## Work instructions
Scan the data below. Pull out each line where "find" occurs.

Data provided: Begin

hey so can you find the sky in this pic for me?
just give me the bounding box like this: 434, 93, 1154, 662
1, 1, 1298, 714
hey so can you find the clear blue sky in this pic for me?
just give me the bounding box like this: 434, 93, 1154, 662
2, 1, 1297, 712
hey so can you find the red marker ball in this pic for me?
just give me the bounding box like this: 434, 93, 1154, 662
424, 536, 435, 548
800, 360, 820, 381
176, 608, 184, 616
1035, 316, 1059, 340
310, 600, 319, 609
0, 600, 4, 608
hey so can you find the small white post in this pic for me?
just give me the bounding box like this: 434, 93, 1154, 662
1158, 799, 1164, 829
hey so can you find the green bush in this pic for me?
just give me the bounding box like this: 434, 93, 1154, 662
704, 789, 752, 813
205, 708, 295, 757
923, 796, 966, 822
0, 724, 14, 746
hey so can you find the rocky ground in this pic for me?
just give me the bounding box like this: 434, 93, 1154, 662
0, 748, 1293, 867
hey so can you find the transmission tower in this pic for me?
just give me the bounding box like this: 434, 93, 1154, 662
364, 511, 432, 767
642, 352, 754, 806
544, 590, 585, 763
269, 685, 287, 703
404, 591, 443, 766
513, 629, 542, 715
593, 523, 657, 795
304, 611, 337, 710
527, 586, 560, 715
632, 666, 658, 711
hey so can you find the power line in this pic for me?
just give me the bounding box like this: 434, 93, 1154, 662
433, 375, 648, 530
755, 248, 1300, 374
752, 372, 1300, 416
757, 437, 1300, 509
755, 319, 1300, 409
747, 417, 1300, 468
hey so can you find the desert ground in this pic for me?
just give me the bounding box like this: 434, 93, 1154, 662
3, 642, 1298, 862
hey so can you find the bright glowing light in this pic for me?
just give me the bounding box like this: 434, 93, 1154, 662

Data provided: End

## Task output
hey so can you find the sky in this pic for me?
hey so can you find the clear blue sky in this pic for me?
hey so can you find the red marker ball in this pic for me?
hey so can you find the small white post in this pic for me?
hey so can you find the green bush in this pic for me?
hey so can you find the rocky ground in this pic for me?
hey so can you find the transmission tower in this pic for me?
hey so can you find the power line in this pic for me?
hey so can you find the desert ground in this pic for me?
hey so can you find the bright glowing light in this pic for me?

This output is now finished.